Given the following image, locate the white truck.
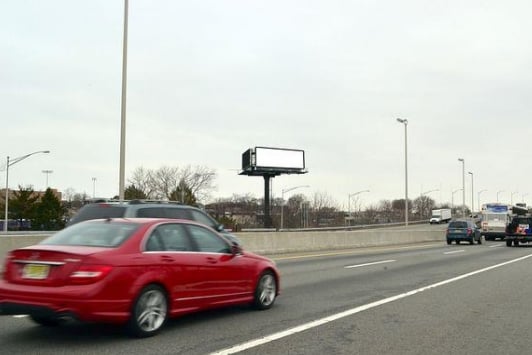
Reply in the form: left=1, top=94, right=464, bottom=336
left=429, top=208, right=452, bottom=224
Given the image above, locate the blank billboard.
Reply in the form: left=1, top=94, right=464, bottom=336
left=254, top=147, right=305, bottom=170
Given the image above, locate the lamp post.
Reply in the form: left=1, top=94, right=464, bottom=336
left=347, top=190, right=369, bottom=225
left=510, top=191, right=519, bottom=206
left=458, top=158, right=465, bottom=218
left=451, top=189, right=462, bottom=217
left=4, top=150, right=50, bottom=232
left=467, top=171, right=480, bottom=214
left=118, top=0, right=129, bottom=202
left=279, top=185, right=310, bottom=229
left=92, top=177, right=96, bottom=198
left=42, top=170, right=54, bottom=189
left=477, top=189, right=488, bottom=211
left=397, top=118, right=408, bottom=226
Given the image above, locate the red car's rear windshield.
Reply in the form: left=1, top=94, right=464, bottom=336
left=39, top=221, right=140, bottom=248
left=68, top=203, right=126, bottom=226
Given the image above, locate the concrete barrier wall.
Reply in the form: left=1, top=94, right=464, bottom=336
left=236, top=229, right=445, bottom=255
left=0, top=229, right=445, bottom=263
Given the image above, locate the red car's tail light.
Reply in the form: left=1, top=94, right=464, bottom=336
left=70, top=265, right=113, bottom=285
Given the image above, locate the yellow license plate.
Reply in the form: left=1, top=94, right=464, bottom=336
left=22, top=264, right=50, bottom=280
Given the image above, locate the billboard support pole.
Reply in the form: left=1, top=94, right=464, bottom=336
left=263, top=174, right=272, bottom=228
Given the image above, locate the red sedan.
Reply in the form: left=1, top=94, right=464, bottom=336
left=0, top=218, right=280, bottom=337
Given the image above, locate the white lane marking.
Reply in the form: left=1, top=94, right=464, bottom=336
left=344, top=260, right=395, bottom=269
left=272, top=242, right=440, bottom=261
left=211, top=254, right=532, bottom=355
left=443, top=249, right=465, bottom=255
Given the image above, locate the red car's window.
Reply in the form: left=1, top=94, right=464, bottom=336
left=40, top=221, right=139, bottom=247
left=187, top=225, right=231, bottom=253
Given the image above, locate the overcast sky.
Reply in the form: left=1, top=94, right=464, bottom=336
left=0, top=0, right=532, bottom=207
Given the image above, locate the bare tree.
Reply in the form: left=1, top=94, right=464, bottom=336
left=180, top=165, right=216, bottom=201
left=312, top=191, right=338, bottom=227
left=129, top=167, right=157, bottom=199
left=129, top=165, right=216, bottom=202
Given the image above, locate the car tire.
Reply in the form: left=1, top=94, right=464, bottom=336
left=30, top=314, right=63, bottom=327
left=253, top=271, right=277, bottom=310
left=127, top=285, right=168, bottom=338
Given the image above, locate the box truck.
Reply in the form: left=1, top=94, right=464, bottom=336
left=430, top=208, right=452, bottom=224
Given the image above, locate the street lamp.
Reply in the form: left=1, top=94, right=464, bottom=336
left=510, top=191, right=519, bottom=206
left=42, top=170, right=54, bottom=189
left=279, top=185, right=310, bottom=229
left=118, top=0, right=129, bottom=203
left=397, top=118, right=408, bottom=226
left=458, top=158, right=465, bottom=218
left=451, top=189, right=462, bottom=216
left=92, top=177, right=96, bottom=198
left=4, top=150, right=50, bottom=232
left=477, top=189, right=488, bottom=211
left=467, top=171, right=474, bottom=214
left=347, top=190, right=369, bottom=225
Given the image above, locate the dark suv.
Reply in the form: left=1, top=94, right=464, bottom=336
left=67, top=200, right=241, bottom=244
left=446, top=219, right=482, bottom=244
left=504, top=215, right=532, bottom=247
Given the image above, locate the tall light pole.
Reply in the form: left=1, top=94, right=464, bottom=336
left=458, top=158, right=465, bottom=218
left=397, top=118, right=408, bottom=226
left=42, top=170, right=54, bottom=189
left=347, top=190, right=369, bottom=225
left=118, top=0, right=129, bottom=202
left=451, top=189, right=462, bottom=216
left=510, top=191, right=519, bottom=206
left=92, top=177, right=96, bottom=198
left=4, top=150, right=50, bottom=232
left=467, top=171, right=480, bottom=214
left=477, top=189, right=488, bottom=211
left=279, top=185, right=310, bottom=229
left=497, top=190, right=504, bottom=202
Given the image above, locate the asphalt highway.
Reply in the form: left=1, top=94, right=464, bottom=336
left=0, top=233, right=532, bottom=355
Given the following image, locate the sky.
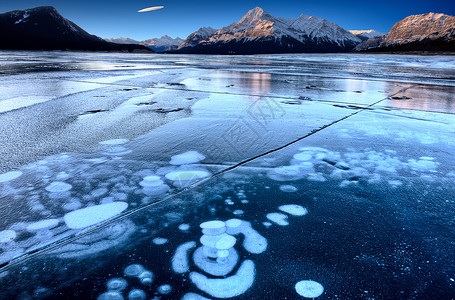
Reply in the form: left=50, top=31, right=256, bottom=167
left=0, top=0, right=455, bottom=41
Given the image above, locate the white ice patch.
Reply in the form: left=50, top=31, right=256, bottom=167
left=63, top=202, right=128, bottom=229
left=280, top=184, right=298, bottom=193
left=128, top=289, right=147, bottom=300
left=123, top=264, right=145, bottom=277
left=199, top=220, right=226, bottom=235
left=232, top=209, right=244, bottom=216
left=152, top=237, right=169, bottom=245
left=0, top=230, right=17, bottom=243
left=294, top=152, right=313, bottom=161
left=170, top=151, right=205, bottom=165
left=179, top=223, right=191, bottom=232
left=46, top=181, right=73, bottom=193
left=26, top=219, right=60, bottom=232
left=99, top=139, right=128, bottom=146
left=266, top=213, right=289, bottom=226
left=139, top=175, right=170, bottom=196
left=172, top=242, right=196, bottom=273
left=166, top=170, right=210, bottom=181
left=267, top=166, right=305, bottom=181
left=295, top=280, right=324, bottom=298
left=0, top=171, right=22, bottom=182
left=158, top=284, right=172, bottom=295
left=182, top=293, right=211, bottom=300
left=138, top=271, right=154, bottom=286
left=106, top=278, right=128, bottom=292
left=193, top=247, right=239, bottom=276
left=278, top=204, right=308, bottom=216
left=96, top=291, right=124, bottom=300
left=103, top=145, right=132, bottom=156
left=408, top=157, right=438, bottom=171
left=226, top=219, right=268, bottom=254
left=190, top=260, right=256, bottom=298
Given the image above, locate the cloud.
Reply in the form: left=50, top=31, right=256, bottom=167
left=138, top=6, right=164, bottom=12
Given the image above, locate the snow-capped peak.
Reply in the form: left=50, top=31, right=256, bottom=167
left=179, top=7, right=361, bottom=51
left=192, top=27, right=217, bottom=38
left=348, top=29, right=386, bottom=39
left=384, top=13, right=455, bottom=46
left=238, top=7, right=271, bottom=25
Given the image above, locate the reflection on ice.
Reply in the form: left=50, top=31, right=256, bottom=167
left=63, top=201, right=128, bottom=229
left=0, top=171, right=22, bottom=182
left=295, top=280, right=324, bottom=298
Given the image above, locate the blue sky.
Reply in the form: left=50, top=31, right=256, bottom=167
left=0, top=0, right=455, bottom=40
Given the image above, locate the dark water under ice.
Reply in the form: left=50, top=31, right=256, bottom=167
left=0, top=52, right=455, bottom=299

---

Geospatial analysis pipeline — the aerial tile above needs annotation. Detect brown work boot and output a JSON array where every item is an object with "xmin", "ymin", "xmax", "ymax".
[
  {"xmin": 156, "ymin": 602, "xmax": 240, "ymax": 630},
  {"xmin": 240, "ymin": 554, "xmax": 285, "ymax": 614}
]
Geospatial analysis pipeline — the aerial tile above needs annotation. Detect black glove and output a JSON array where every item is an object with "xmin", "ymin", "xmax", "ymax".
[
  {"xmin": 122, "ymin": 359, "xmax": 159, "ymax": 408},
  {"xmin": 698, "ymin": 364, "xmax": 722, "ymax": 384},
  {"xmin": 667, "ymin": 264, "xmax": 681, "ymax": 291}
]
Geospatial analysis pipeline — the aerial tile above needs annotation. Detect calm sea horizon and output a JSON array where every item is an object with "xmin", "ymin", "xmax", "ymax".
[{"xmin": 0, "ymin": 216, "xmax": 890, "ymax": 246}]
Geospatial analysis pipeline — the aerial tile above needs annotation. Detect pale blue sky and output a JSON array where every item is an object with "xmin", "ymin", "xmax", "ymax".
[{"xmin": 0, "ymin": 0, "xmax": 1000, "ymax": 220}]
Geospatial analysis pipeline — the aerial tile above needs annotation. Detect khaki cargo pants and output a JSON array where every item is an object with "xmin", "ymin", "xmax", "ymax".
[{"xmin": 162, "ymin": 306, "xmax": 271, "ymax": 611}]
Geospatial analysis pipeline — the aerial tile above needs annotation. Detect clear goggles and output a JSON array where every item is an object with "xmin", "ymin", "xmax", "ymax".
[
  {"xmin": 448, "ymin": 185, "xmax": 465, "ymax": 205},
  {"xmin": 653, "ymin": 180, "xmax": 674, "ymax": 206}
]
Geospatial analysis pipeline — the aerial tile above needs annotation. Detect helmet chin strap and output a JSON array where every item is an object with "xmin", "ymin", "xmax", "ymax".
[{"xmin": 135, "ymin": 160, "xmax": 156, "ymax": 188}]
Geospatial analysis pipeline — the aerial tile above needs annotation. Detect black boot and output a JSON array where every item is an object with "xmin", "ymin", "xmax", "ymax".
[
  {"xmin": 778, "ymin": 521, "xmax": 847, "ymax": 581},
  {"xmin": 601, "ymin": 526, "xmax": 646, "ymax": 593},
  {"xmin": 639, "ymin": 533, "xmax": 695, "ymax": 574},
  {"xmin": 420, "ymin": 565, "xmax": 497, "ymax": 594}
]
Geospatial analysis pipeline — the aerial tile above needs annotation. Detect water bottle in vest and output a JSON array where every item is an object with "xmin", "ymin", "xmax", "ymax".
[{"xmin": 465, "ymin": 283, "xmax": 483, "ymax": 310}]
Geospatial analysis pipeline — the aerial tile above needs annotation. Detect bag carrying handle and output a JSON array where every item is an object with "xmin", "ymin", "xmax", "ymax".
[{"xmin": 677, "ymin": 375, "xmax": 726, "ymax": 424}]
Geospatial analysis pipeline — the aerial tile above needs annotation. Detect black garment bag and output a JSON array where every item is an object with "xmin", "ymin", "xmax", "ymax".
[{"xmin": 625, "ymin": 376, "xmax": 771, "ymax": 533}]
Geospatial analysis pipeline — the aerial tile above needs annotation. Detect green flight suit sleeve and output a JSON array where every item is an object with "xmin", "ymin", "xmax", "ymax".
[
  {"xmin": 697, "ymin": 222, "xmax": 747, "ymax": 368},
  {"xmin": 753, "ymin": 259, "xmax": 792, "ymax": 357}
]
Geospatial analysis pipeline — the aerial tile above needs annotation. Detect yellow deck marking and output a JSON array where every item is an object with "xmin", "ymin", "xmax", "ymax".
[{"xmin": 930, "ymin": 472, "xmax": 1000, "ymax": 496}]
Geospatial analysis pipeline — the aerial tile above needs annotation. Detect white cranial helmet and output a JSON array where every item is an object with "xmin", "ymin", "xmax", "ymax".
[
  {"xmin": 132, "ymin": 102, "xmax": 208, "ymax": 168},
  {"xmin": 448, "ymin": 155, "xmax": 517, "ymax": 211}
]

---

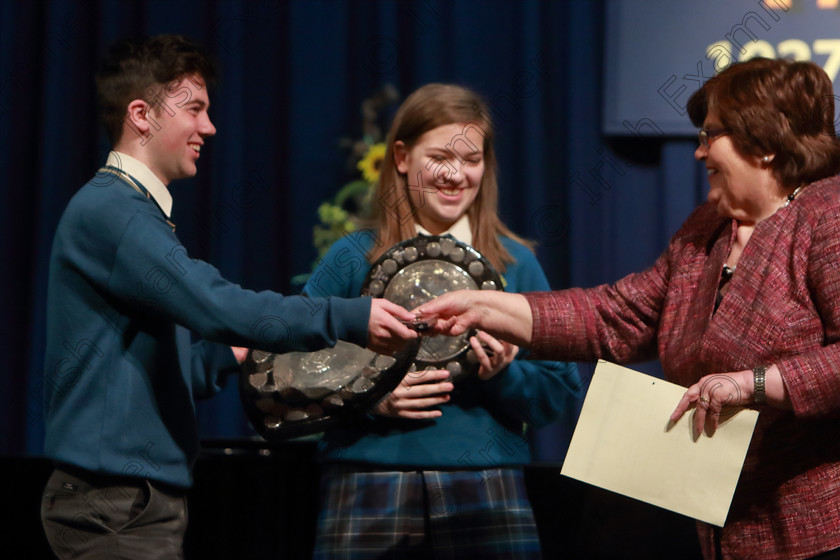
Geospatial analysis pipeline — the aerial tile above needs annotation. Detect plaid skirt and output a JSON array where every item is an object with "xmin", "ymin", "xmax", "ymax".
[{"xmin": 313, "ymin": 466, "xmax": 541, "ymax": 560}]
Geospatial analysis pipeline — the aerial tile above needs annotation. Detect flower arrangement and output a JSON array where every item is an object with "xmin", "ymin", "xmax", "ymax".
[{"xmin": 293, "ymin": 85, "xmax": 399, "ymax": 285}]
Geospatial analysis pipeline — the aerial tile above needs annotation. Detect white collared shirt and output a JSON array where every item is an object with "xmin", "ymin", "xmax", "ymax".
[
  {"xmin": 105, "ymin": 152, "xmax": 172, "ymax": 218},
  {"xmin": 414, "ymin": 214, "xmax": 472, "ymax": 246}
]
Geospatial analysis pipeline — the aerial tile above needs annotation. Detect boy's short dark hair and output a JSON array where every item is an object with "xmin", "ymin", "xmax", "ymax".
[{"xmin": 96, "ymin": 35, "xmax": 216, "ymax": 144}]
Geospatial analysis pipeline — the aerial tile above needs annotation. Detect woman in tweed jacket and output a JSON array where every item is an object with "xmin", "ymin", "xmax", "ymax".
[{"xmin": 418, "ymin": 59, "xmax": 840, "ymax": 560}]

■ **EXERCISE INSTRUCTIONS**
Report how many lines of the records contain the word "black". Give only the number.

■ **RIGHT ANSWER**
3